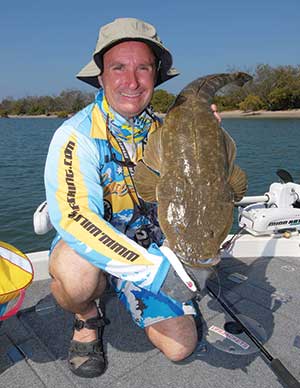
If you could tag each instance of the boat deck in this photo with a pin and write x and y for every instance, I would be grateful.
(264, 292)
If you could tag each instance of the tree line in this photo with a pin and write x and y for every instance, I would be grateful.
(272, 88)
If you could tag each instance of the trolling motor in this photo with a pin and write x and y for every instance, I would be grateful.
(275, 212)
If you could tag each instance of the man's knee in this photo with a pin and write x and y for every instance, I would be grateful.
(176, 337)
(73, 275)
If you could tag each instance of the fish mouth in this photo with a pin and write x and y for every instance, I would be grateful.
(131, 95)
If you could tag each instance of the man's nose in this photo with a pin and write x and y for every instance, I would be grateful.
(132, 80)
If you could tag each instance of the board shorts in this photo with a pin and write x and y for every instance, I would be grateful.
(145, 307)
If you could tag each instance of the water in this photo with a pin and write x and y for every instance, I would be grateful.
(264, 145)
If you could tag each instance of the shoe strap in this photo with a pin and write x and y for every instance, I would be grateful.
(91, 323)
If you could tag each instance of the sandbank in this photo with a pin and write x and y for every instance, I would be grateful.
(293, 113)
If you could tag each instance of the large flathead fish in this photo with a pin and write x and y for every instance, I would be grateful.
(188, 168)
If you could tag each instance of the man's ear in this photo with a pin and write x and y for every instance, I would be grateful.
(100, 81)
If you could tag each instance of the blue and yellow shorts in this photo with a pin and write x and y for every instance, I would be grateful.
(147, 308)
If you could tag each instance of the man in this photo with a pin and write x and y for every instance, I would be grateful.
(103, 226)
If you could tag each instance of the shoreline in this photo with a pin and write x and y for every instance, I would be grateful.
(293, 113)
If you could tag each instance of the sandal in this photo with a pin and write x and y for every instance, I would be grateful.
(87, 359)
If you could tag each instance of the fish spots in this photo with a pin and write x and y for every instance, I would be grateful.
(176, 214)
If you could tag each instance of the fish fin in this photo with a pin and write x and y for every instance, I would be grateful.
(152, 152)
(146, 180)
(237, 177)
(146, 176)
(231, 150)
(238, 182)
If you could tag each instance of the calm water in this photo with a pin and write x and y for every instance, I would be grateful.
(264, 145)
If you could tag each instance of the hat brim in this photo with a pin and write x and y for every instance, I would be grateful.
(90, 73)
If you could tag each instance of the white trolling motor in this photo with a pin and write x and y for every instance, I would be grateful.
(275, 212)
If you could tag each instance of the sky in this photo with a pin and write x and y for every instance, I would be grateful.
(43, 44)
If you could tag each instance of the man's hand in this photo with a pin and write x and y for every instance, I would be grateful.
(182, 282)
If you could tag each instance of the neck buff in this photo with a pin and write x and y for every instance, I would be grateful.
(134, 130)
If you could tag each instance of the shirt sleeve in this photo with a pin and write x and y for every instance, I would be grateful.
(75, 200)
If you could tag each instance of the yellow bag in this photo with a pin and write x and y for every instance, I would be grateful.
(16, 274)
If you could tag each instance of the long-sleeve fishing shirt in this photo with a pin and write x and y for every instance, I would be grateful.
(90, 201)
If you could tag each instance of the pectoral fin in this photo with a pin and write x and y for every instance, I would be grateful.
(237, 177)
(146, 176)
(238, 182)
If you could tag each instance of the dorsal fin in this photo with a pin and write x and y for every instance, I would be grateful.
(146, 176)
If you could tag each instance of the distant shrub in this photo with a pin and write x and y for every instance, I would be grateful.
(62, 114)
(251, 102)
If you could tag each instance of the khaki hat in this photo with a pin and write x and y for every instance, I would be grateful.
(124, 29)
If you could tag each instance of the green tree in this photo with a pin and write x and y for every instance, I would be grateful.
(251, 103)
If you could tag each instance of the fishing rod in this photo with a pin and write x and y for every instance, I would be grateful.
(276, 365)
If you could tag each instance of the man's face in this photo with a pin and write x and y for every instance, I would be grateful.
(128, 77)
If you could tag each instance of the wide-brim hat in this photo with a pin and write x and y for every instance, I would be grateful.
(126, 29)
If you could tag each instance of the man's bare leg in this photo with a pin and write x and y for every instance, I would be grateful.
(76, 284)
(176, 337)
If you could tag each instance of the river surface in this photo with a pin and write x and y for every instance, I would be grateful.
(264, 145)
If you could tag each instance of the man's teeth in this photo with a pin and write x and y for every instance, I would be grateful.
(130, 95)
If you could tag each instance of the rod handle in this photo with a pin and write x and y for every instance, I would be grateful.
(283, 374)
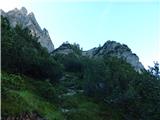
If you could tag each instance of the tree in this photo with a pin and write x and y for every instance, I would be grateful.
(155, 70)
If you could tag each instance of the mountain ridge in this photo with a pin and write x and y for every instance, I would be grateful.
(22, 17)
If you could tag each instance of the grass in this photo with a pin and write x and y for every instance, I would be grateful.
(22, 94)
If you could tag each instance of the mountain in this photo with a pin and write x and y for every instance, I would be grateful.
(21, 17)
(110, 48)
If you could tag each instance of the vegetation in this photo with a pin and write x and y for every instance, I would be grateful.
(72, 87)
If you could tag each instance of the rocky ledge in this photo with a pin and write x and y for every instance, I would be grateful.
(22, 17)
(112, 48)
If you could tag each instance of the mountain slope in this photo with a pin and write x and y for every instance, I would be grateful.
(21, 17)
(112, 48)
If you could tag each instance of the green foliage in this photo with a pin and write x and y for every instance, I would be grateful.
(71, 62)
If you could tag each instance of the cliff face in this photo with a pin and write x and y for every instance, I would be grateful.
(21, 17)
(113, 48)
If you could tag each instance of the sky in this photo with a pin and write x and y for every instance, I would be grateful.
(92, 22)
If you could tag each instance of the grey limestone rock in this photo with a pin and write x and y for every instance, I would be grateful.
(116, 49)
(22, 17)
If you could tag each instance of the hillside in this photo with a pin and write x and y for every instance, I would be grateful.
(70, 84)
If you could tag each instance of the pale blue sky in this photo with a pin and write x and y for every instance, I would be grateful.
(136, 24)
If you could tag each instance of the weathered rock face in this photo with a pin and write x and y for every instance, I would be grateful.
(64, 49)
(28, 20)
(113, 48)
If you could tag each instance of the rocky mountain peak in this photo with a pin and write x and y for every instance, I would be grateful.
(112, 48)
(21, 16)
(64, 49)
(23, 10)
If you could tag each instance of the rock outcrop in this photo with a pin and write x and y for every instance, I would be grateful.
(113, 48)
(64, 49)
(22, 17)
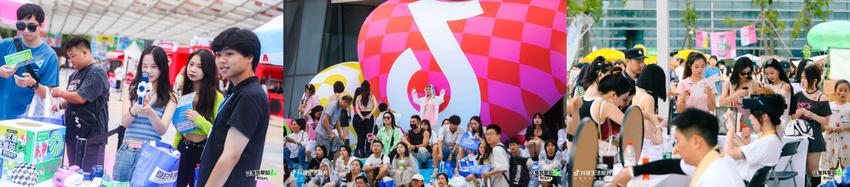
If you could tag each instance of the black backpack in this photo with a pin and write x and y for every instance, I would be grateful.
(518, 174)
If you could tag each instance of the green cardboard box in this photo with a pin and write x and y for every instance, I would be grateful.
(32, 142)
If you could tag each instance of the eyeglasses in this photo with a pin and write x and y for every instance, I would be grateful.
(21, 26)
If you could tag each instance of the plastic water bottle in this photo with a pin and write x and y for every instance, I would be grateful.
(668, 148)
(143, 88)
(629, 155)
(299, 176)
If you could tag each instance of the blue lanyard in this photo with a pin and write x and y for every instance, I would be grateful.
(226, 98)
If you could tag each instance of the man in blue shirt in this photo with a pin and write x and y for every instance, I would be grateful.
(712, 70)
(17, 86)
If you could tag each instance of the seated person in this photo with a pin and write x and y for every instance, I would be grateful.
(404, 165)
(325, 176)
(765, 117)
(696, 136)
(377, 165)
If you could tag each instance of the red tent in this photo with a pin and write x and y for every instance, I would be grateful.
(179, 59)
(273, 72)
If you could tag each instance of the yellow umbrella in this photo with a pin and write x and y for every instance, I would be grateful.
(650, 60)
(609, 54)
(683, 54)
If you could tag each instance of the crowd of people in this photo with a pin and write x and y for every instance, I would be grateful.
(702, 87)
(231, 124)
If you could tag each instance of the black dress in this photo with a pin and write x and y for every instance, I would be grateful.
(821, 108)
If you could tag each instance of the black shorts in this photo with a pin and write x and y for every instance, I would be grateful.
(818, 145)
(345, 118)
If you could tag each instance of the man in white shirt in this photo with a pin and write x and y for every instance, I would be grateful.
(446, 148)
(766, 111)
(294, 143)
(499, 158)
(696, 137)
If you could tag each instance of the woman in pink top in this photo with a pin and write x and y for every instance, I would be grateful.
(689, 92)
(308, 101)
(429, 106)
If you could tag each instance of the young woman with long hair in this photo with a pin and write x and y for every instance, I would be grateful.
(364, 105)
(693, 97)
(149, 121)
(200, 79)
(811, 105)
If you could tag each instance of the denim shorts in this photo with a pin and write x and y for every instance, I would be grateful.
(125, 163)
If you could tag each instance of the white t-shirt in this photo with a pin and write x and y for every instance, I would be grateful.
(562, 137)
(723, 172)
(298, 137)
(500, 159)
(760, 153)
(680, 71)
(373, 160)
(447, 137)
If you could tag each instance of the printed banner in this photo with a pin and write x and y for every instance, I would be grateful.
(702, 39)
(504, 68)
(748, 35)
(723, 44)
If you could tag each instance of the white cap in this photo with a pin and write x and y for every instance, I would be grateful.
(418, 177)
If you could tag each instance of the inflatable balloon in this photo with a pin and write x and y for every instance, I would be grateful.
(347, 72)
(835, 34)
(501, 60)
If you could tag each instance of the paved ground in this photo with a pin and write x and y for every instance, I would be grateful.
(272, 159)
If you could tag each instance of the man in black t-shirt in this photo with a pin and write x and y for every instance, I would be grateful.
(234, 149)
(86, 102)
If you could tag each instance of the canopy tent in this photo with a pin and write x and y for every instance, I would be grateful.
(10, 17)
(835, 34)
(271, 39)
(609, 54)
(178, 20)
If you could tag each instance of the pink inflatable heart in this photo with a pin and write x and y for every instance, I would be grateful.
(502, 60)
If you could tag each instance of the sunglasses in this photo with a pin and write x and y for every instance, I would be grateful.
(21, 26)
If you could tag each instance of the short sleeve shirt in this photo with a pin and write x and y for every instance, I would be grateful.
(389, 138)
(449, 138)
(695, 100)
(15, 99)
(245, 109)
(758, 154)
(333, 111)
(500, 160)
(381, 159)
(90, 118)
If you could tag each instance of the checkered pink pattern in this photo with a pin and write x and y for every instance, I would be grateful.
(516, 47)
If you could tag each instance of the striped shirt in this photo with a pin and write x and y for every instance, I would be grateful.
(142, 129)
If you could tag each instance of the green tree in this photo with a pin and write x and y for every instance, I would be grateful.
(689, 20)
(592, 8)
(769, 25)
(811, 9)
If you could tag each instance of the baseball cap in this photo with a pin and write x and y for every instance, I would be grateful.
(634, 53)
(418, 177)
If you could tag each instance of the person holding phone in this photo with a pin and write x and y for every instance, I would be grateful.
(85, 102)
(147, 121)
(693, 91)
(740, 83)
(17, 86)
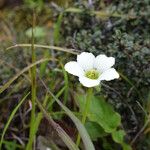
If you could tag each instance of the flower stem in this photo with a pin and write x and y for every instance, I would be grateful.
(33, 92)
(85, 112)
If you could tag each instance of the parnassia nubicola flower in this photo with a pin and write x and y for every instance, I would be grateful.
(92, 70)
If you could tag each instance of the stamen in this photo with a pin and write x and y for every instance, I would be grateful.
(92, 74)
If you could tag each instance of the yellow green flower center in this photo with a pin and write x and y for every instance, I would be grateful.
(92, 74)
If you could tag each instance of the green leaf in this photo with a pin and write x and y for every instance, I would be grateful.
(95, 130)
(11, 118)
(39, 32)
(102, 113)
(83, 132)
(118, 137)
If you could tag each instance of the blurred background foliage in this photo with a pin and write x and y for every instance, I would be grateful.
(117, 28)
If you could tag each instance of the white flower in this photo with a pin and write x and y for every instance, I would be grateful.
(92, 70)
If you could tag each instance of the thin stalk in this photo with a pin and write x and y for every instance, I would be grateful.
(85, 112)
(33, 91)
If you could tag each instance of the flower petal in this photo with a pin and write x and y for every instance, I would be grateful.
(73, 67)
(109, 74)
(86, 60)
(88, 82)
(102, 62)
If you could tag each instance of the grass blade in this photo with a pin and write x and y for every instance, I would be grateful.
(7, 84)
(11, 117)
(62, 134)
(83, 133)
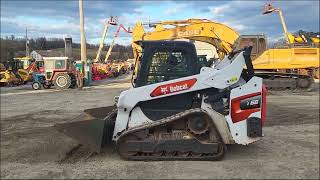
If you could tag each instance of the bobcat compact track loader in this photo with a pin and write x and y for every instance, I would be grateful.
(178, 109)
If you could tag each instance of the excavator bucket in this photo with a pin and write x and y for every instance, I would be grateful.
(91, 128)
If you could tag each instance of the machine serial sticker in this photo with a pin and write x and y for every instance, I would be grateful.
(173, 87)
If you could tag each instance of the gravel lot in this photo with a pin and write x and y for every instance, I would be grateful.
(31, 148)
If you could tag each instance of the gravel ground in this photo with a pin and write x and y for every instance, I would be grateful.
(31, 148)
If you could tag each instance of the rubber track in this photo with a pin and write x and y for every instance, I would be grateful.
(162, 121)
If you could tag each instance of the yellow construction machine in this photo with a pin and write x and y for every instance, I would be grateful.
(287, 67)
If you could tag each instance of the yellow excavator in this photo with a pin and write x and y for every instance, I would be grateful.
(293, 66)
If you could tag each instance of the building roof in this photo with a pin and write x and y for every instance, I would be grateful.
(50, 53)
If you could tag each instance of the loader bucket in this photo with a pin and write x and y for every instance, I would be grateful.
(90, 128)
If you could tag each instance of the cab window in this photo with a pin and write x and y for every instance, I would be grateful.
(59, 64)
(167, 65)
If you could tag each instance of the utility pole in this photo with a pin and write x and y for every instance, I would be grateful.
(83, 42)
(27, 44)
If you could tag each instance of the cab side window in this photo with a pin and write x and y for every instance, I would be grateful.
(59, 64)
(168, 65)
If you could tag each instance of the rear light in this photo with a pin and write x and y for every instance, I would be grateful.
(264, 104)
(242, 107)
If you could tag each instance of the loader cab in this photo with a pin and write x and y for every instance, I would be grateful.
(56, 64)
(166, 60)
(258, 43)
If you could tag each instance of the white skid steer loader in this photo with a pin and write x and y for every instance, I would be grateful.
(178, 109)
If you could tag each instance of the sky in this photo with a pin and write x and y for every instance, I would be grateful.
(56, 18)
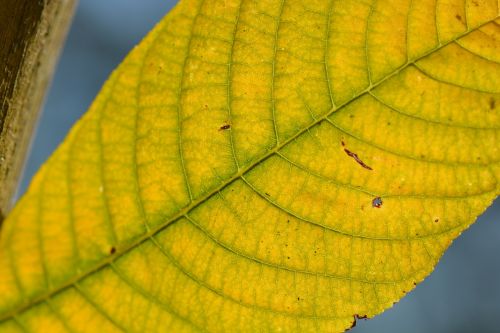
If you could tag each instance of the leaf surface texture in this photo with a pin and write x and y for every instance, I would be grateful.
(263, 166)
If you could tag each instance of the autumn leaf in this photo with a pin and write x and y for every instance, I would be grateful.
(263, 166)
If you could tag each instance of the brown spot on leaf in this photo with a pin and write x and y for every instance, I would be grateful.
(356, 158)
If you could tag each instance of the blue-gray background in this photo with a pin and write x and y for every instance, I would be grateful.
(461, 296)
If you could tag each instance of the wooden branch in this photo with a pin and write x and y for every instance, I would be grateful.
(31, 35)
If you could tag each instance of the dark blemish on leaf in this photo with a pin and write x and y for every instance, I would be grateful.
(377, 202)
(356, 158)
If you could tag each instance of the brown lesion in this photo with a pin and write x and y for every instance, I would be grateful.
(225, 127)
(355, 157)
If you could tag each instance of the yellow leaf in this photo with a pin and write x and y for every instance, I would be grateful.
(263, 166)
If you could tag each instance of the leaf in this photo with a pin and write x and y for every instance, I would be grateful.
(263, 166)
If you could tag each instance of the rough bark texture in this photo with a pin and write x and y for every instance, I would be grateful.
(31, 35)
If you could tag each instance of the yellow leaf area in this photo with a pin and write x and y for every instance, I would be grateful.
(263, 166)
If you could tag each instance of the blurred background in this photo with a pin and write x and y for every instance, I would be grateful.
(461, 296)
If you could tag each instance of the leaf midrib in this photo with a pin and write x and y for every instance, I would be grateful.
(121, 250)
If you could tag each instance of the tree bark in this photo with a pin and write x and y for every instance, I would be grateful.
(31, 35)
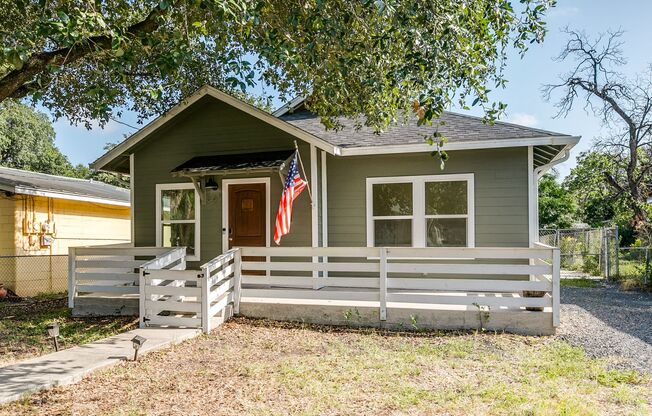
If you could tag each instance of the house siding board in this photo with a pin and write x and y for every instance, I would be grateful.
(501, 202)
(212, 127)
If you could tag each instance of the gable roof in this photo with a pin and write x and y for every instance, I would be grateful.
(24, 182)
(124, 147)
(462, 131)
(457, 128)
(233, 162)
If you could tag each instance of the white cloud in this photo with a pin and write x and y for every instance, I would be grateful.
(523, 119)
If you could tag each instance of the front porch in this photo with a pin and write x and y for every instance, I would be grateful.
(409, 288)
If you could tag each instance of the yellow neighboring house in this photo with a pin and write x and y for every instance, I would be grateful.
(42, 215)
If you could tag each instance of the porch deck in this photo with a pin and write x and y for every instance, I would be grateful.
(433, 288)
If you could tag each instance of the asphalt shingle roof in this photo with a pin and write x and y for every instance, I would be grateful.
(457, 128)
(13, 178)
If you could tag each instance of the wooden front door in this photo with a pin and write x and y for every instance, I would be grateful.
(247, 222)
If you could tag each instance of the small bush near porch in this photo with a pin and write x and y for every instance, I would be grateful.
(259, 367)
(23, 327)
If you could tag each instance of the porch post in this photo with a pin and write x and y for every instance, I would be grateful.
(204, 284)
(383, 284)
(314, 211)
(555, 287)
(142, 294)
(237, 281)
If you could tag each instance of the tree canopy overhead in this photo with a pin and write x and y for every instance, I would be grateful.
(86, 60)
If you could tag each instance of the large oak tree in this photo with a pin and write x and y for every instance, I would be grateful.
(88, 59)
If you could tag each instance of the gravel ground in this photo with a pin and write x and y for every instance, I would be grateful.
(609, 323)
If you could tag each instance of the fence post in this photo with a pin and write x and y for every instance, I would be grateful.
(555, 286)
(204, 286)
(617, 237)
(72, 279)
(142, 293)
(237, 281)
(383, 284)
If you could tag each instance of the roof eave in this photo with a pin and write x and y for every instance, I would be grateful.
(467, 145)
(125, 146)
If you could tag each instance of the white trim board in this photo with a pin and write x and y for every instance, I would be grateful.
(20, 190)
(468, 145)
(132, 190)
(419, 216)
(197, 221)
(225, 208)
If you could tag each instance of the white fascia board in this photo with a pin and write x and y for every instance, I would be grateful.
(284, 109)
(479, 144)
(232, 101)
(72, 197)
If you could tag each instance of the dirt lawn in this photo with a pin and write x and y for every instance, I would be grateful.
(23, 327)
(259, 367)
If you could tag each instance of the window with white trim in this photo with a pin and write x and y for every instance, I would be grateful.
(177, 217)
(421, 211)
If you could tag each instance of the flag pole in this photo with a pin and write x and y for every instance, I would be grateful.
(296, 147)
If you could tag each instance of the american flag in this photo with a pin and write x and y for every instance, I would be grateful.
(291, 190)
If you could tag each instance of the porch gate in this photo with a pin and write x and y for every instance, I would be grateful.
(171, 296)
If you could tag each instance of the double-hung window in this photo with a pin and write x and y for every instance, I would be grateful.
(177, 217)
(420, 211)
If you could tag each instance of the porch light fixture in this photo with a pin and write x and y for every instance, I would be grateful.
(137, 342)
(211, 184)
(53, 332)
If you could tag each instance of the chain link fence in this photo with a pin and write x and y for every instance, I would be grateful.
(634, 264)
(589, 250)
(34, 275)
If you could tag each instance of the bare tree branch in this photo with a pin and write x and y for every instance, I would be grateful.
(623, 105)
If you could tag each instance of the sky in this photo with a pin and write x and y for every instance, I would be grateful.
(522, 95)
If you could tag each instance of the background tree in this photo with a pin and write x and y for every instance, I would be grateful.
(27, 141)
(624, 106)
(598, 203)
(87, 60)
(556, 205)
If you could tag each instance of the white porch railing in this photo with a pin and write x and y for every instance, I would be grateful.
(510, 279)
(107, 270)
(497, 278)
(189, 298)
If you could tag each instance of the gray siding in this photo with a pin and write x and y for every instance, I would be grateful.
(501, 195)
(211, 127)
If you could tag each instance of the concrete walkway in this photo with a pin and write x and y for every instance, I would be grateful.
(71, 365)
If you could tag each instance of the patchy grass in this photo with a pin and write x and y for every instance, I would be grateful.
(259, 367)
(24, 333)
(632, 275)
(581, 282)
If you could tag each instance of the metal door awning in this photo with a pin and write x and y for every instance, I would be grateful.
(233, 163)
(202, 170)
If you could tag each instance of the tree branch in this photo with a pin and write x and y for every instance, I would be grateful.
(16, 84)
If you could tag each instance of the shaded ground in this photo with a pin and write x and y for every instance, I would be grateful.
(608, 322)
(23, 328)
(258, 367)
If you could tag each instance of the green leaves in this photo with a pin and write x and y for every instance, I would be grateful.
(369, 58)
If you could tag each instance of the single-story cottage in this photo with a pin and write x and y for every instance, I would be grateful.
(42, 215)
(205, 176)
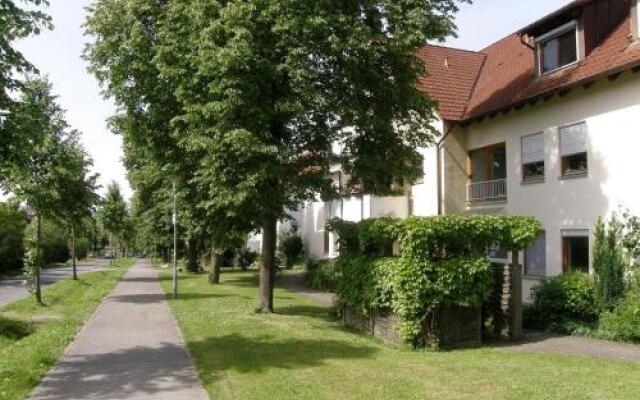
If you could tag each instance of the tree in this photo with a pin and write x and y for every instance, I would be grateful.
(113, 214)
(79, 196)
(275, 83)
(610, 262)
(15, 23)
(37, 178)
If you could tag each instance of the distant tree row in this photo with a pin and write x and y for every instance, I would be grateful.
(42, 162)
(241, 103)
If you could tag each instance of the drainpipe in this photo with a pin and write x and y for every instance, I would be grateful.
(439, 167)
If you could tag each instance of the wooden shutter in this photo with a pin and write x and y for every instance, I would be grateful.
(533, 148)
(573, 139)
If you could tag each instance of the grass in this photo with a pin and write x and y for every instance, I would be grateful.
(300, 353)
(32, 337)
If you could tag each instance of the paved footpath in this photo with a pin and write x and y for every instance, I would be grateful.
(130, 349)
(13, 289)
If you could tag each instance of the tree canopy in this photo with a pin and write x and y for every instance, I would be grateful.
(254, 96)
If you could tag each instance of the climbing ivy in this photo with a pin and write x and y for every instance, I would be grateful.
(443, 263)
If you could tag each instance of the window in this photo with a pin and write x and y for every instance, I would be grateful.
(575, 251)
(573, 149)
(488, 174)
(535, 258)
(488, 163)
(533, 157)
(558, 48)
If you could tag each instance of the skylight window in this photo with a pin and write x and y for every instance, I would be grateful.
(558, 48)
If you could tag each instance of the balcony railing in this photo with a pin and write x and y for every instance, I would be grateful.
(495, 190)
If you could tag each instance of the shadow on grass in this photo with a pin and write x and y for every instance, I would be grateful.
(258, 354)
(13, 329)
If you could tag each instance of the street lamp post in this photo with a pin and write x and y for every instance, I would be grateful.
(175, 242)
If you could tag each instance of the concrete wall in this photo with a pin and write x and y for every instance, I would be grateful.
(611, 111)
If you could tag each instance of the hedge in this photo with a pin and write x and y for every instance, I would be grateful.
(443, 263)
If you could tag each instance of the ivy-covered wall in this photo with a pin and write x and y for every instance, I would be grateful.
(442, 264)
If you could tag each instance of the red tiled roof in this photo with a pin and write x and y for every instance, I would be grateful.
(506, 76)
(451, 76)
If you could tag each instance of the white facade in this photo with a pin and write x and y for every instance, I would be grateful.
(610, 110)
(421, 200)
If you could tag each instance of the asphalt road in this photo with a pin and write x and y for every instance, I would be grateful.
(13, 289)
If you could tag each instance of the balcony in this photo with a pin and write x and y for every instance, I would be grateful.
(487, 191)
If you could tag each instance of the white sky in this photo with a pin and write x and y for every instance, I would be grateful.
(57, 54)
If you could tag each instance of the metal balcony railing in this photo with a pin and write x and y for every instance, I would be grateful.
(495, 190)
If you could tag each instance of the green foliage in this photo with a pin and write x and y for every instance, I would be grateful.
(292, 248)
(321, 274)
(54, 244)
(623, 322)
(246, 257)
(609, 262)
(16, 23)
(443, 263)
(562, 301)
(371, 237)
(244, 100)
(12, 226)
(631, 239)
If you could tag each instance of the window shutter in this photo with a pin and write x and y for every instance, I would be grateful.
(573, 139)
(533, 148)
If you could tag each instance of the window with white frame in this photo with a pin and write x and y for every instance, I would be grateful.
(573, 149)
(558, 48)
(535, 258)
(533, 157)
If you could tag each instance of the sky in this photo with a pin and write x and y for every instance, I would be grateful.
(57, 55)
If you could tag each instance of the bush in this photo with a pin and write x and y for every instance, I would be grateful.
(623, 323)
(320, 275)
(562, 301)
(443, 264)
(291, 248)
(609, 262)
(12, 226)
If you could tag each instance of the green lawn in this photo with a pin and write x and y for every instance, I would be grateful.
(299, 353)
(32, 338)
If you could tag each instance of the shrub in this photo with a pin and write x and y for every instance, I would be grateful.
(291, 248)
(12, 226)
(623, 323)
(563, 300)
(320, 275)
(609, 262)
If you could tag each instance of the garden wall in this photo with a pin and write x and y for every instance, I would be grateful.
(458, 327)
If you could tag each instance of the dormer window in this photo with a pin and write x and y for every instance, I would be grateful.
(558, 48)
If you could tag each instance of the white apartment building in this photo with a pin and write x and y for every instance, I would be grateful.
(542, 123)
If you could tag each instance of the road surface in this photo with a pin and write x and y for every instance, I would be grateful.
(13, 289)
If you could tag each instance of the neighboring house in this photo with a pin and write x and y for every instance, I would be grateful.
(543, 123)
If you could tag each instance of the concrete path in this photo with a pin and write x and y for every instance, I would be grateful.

------------------------------------------------------------

# TO BE DONE
Quote verbatim the line containing "If you could tag each instance of the dormer" and every line after it through the end of the records above.

# REPLY TO THE TASK
If you could tag each instance of the dormer window in this photo with a pin and write x and y for every instance, I would be grateful.
(558, 48)
If you could tag each instance of the white apartment building in this photo with a pin and write x and y for every instance, I would be grateful.
(542, 123)
If you could tag each instance of the road surface in this photo with a pin and write x and y for every instance, I would be grateful.
(13, 289)
If you could tag each instance of the neighboring house in this photo with a pin and write x and y for every instance, I would be grateful.
(543, 123)
If you could tag each instance of the concrete path in this photo with a pin and write x and y for every instance, I would be grateful.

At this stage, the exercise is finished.